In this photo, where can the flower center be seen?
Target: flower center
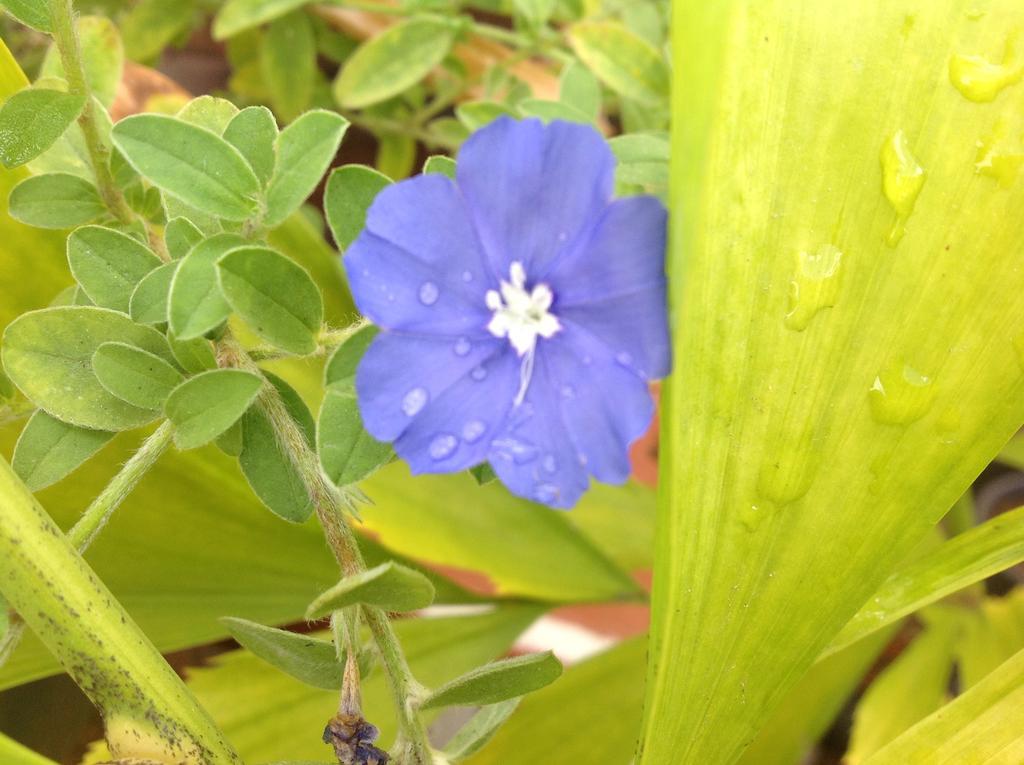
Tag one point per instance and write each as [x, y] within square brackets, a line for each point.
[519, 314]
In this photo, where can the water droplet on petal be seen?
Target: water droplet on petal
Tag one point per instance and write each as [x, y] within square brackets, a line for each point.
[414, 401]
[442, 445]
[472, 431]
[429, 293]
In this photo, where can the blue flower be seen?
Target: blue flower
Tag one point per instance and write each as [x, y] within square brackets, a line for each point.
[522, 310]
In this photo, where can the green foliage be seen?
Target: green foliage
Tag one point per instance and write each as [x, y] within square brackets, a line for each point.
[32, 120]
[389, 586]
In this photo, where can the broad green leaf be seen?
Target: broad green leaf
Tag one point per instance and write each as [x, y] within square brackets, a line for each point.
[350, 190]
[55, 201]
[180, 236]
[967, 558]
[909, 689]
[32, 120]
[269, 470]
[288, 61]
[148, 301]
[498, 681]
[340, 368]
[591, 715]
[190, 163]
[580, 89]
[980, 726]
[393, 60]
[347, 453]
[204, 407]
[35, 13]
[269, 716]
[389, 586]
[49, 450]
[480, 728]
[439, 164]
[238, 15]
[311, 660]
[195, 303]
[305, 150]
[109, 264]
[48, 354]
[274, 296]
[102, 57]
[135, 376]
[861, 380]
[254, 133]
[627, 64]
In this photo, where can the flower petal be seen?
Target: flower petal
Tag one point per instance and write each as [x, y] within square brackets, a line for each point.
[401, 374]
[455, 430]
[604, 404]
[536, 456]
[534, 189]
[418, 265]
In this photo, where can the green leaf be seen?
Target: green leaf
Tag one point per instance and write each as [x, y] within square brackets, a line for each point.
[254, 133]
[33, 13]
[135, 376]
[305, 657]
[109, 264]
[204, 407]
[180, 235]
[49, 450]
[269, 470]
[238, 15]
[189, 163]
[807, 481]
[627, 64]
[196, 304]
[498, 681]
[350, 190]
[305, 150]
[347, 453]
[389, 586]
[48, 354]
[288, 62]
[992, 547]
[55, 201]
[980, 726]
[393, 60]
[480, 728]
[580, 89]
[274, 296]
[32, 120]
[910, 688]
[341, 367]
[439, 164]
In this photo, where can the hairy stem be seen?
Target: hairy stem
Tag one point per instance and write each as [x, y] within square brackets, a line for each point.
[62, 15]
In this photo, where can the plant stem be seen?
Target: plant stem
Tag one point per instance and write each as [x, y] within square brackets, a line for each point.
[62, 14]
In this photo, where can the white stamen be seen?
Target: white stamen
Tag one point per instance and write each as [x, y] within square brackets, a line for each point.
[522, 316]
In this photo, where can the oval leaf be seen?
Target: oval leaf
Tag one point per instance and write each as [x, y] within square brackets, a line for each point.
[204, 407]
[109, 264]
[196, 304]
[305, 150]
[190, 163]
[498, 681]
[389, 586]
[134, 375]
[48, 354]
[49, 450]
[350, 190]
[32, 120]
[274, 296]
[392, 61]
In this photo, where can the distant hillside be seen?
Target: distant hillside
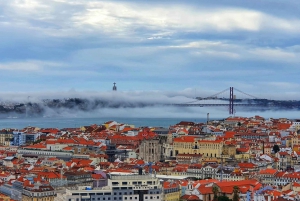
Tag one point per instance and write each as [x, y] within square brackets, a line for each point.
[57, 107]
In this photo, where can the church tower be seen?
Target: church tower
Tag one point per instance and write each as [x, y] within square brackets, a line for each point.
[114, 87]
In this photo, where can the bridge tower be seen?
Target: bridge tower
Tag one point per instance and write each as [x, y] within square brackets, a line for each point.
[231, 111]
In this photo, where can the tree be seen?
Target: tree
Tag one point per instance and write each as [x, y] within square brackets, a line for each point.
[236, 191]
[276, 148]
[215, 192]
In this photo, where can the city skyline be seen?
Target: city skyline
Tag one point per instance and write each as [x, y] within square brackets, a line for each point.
+ + + + +
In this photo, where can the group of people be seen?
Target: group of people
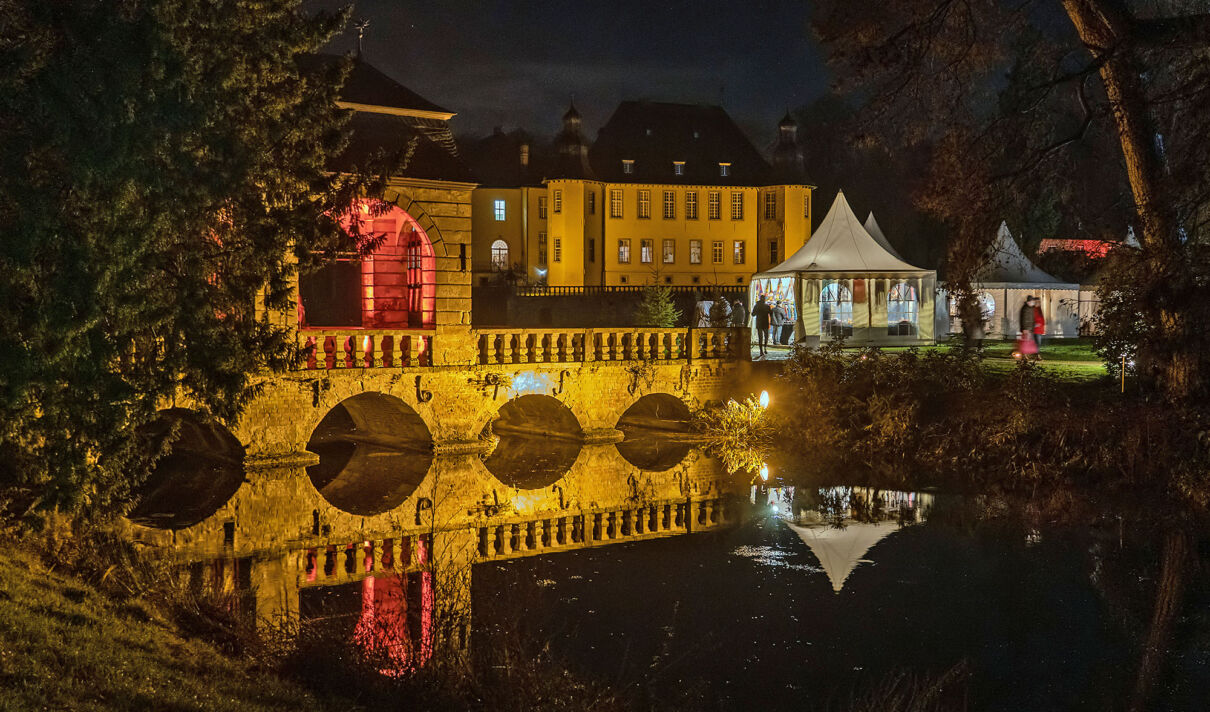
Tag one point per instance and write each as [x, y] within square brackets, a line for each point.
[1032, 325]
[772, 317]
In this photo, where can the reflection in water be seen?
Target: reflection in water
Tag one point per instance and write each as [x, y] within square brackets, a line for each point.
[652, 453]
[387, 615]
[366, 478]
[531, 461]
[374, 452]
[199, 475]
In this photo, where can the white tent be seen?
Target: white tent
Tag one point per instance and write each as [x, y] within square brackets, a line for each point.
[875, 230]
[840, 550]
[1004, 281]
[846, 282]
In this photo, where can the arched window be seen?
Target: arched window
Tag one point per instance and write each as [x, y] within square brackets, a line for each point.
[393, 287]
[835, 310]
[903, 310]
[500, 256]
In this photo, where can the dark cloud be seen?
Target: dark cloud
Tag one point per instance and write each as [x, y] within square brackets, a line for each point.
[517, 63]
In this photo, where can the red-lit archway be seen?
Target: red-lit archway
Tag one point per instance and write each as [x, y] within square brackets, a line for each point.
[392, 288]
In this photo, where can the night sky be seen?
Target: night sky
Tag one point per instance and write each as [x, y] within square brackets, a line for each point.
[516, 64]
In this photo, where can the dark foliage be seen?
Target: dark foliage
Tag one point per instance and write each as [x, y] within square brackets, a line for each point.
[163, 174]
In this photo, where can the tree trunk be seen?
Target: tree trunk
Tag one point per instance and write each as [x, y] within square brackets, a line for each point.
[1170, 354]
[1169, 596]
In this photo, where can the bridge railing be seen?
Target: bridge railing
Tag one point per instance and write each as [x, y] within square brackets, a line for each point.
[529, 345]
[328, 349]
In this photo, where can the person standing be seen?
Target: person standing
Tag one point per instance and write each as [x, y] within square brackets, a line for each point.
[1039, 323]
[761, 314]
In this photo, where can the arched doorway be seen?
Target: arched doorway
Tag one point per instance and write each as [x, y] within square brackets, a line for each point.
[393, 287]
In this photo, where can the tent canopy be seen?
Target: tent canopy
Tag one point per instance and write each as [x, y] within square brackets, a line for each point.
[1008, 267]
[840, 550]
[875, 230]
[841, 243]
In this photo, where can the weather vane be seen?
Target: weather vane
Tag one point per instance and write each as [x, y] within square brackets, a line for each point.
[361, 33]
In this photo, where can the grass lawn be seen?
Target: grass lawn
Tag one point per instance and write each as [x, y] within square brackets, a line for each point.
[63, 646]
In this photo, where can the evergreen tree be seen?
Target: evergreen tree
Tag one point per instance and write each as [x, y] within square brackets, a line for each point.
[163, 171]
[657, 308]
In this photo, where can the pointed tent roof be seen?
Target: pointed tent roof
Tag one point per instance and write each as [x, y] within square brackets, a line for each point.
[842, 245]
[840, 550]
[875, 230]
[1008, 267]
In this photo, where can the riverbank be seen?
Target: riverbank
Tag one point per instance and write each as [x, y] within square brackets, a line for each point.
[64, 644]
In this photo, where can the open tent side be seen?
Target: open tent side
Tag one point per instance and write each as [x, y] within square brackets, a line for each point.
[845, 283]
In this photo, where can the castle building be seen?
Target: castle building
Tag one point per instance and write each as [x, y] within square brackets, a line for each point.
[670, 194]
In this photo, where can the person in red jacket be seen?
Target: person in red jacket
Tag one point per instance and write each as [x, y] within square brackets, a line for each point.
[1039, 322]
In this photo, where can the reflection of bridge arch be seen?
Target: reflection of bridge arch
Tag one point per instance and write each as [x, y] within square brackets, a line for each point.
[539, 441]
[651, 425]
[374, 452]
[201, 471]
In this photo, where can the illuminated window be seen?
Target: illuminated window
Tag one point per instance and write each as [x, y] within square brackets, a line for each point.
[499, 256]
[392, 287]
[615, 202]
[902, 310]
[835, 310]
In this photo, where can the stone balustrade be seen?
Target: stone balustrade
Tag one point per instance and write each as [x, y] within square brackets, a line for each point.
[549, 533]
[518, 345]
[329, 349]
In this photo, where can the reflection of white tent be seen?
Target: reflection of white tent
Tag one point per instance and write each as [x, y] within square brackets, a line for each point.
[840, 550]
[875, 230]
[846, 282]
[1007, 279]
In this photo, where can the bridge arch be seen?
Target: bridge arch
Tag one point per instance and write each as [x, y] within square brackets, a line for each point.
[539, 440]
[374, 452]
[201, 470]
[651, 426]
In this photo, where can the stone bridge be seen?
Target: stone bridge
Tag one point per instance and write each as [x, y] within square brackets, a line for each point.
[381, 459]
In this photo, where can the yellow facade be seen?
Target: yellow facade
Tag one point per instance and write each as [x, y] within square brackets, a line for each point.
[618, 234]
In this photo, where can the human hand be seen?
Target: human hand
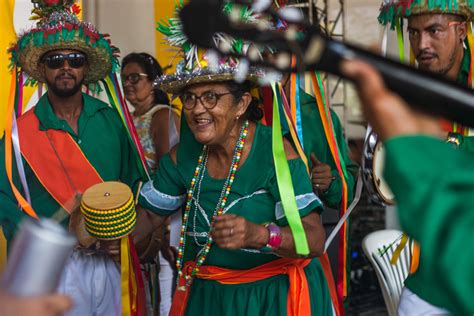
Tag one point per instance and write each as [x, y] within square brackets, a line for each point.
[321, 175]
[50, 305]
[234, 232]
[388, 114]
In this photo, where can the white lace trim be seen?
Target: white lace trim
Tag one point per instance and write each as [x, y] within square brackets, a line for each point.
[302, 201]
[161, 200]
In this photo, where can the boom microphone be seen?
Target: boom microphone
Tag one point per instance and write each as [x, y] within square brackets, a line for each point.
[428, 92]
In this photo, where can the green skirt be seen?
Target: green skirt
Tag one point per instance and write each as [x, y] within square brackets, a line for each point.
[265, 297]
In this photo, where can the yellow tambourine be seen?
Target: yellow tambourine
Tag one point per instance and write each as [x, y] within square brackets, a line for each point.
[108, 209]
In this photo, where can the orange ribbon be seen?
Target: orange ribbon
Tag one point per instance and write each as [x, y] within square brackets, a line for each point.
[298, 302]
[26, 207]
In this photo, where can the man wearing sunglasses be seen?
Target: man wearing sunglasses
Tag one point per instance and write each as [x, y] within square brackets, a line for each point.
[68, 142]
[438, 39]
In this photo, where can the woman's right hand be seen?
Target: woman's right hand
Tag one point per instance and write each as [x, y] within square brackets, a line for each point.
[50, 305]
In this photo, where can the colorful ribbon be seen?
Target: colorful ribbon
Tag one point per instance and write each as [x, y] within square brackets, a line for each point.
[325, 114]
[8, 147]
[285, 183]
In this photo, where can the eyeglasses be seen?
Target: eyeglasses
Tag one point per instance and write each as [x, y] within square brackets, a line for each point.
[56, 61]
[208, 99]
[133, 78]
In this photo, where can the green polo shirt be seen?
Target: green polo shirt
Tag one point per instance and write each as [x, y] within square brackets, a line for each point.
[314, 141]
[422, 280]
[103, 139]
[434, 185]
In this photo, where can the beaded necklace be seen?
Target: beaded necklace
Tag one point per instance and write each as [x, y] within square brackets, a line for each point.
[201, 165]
+ + + + +
• PROBLEM DESCRIPTION: Find each line in the items that contains the word "water" and copy those lines in full.

• REPLY:
In this photo, where can the water droplet on petal be seen?
Target: water droplet on petal
In this photo, where can the reflection in water be seen?
Target: reflection in water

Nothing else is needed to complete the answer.